Records
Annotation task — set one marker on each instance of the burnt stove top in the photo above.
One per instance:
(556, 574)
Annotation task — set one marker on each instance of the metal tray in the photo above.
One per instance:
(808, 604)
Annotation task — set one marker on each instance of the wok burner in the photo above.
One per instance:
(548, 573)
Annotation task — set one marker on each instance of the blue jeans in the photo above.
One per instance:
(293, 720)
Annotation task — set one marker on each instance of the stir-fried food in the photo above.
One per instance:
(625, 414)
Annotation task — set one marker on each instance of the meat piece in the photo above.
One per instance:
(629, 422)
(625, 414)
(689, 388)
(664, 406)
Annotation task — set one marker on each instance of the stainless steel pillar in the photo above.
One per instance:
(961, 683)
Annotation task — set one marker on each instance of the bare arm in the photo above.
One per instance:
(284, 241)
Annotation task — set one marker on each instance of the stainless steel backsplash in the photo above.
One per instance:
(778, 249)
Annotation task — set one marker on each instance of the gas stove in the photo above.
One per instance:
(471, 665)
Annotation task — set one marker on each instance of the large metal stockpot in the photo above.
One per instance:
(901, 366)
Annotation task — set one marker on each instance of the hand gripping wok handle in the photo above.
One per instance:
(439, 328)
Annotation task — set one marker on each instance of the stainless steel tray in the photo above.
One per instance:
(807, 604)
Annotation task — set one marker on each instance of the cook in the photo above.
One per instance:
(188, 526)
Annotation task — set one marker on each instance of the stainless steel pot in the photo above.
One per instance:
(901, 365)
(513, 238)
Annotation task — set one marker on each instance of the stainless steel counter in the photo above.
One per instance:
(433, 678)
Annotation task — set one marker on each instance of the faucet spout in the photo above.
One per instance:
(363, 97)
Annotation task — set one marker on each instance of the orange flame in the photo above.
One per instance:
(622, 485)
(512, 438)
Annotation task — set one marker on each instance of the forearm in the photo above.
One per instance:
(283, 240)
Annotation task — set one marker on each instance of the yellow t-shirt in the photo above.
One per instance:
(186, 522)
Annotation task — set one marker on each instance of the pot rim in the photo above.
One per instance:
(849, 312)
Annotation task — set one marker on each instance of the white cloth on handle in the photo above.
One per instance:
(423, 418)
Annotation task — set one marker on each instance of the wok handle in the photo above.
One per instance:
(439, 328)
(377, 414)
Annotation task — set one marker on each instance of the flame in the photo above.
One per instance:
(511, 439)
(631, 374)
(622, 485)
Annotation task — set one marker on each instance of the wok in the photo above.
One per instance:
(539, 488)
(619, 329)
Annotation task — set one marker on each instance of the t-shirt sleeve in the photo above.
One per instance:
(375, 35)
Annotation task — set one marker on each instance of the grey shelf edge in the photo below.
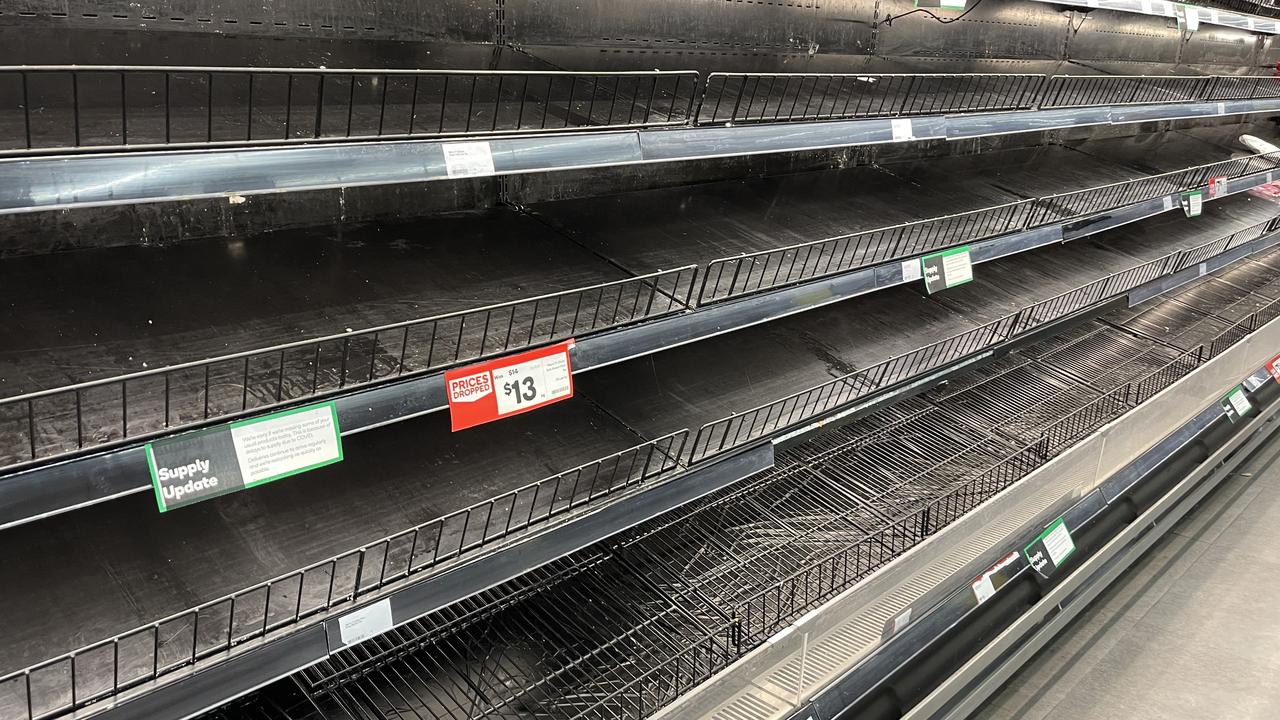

* _Task instructions_
Copy the lines of the data word for word, starting at the line that contains "the flame in the photo above." and ending with the last line of the data. Leave out the pictures.

* _Full response_
Annotation task — set one marker on each instance of the flame in the photo above.
One per instance:
(511, 439)
(631, 374)
(622, 485)
Annotation task — set one marker on each instance of the wok in the photo above.
One per instance:
(539, 488)
(619, 329)
Annotation task — set one marker on each instance of the t-shirt sleeve in the photo above.
One per instance:
(375, 35)
Annotation task — set one marker on each instance of the grey shelf edge in the photo below.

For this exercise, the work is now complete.